YOUR GOAL: Give all the records again, with no alterations.

EXTRACTED MATERIAL:

+===+

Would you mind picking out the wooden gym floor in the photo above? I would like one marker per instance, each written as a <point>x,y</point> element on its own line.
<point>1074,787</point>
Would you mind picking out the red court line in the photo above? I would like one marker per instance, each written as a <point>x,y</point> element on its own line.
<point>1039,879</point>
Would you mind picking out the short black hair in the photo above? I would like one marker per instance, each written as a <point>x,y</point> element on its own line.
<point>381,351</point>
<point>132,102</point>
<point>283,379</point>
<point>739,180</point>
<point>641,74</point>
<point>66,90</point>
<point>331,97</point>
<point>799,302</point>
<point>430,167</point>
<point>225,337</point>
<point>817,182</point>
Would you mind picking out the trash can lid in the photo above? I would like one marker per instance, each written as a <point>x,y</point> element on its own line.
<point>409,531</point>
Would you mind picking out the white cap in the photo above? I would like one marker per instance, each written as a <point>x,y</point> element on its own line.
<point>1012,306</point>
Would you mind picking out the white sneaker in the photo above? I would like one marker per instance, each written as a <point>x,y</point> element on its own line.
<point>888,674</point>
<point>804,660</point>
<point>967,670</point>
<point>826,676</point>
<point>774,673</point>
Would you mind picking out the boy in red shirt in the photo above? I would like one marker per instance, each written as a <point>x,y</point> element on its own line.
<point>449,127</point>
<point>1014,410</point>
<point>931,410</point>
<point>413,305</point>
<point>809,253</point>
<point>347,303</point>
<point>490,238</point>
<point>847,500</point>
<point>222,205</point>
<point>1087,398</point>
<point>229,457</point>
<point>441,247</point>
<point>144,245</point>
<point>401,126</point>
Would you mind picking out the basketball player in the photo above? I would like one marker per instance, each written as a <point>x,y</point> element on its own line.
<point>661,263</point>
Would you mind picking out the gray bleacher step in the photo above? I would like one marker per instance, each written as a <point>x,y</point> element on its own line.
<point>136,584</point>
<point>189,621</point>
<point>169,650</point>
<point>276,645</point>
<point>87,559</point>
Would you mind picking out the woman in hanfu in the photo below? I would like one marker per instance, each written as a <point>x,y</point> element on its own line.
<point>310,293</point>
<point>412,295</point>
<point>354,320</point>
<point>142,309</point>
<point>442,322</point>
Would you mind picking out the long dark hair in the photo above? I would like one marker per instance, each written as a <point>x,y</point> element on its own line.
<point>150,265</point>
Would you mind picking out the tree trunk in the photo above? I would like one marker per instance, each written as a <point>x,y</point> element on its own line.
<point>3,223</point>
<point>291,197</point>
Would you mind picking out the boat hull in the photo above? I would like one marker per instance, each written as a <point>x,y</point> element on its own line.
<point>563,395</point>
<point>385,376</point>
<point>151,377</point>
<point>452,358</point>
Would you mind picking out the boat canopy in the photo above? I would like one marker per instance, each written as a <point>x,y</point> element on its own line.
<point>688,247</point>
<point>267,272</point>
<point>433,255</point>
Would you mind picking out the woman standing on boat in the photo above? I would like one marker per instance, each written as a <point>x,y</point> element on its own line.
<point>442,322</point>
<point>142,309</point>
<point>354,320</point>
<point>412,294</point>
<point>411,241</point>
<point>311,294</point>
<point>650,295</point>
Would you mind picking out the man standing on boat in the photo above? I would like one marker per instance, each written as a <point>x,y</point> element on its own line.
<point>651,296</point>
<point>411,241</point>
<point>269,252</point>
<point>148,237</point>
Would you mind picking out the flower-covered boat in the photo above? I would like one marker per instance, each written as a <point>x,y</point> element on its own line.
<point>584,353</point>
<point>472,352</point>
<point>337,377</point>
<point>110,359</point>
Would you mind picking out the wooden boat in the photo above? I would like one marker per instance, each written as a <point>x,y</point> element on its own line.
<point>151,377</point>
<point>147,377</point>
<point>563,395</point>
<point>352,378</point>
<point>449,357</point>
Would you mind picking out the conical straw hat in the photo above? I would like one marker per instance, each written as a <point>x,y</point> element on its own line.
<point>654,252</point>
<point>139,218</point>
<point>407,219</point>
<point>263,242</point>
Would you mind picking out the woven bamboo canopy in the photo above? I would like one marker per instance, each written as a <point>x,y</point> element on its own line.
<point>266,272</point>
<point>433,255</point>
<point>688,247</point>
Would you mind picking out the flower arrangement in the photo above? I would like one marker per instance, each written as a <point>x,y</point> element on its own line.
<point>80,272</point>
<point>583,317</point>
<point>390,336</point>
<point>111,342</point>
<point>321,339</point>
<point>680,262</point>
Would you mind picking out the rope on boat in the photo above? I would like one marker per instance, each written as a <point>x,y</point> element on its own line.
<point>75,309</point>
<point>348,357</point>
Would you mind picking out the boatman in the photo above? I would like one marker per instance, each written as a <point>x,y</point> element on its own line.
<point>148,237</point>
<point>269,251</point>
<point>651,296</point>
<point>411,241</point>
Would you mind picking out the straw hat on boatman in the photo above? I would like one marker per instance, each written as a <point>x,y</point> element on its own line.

+===+

RESULT BELOW:
Would you mind picking out the wooden gym floor in the photo above? I would like one marker per instance, each written as a <point>x,y</point> element on its own line.
<point>1074,787</point>
Would you mind picking out the red court line in the photo above? I would like one marker per instance, each written as a <point>x,y</point> element on its own line.
<point>1039,879</point>
Would you mind picking out the short black hair in the photo above? I would like one marker per instance, each written as a <point>x,y</point> element on its own line.
<point>381,351</point>
<point>132,102</point>
<point>283,379</point>
<point>739,180</point>
<point>641,74</point>
<point>66,90</point>
<point>331,97</point>
<point>799,302</point>
<point>430,167</point>
<point>225,337</point>
<point>817,182</point>
Would you mind picking out the trash can lid in the photo above? I would like one marker per instance, each written as a <point>x,y</point> element on its own line.
<point>409,531</point>
Would you mind picking out the white cap in the photo above? I would like one marker per instance, each written as a <point>x,y</point> element on its own line.
<point>1012,306</point>
Would you mind picking out the white sneaker in the photo above? I would like one marker per instance, each written as a <point>x,y</point> element on its own line.
<point>888,674</point>
<point>804,660</point>
<point>967,670</point>
<point>826,676</point>
<point>774,673</point>
Would you mind picking out the boy in red shirt in the photo above? I would like one marker per instance, each written as a <point>x,y</point> element on its own line.
<point>449,127</point>
<point>1014,410</point>
<point>931,410</point>
<point>413,305</point>
<point>809,253</point>
<point>347,303</point>
<point>490,238</point>
<point>847,500</point>
<point>222,205</point>
<point>1087,398</point>
<point>229,457</point>
<point>441,247</point>
<point>144,245</point>
<point>401,126</point>
Would you mind picking out the basketball player in the photo above? I would like one marker per instance, each written as a <point>x,y</point> element on its own line.
<point>661,263</point>
Would you mind picking out the gray bleacher step in the photo above? I would like one marker per instance, each written as a <point>x,y</point> element on its own line.
<point>136,584</point>
<point>189,621</point>
<point>169,650</point>
<point>276,645</point>
<point>87,559</point>
Would you mind picking out the woman in hanfu in the photo below? I would like one marker per instance, each written as a <point>x,y</point> element on its own line.
<point>310,293</point>
<point>412,295</point>
<point>354,320</point>
<point>142,309</point>
<point>442,322</point>
Would you mind picking out the long dark hair in the photo above? I would like one marker per instance, each written as a <point>x,y</point> element on its own line.
<point>150,265</point>
Would you mind picking out the tree trunk in the photo above? I would like one marker per instance, each written as a <point>x,y</point> element on its own line.
<point>3,223</point>
<point>291,197</point>
Would you mind picking out the boat hull in the photo above? I would like one marker per instance, each written as a <point>x,y</point> element on its own line.
<point>563,395</point>
<point>385,376</point>
<point>151,377</point>
<point>452,358</point>
Would you mind picking out the boat canopy in the photo above? I would like one marker per instance, each written as a <point>x,y</point> element on its own line.
<point>688,247</point>
<point>267,272</point>
<point>433,255</point>
Would you mind picking out the woman standing on boat in the photo above? I would like one marker per instance, each written as a <point>x,y</point> element on its own line.
<point>442,322</point>
<point>142,309</point>
<point>354,320</point>
<point>412,294</point>
<point>411,241</point>
<point>311,294</point>
<point>650,295</point>
Would you mind picking out the man standing on boat in the photo above? I would like one marker per instance, each written as a <point>x,y</point> element on its own line.
<point>651,296</point>
<point>411,241</point>
<point>269,252</point>
<point>148,237</point>
Would you mind picking out the flower-covered boat in the photo above? I would like one marker per instance, each written as a <point>x,y</point> element on its own line.
<point>584,353</point>
<point>472,352</point>
<point>337,377</point>
<point>110,359</point>
Would you mind picking out the wooden boat in the photo above? I would like one marker per instance, each written as a <point>x,y</point> element on its own line.
<point>151,377</point>
<point>147,377</point>
<point>563,395</point>
<point>352,378</point>
<point>449,357</point>
Would you mind picking out the conical straw hat in the photo above? I would like one marker per instance, each written as a <point>x,y</point> element on its own line.
<point>654,252</point>
<point>139,218</point>
<point>407,219</point>
<point>263,242</point>
Would you mind picking out the woven bamboo canopy in the photo above? I would like one marker per instance, each written as a <point>x,y</point> element on its own line.
<point>266,272</point>
<point>433,255</point>
<point>688,247</point>
Would you mind picking out the flower arrangement in the photo above? I would like one marker per instance, each written as a <point>x,y</point> element on its own line.
<point>80,272</point>
<point>583,317</point>
<point>390,336</point>
<point>111,342</point>
<point>321,339</point>
<point>680,262</point>
Would you mind picking out the rope on boat in the photo above? I would like one marker per instance, each written as a <point>x,y</point> element on its own line.
<point>75,309</point>
<point>348,357</point>
Would you mind picking out the boatman in the photo above? I would like one marker per instance, each written as a <point>x,y</point> element on its own line.
<point>148,237</point>
<point>269,251</point>
<point>651,296</point>
<point>411,241</point>
Would you mind picking out the straw hat on boatman in the photo above? I would like one marker per instance, each written as a <point>x,y</point> element on its own line.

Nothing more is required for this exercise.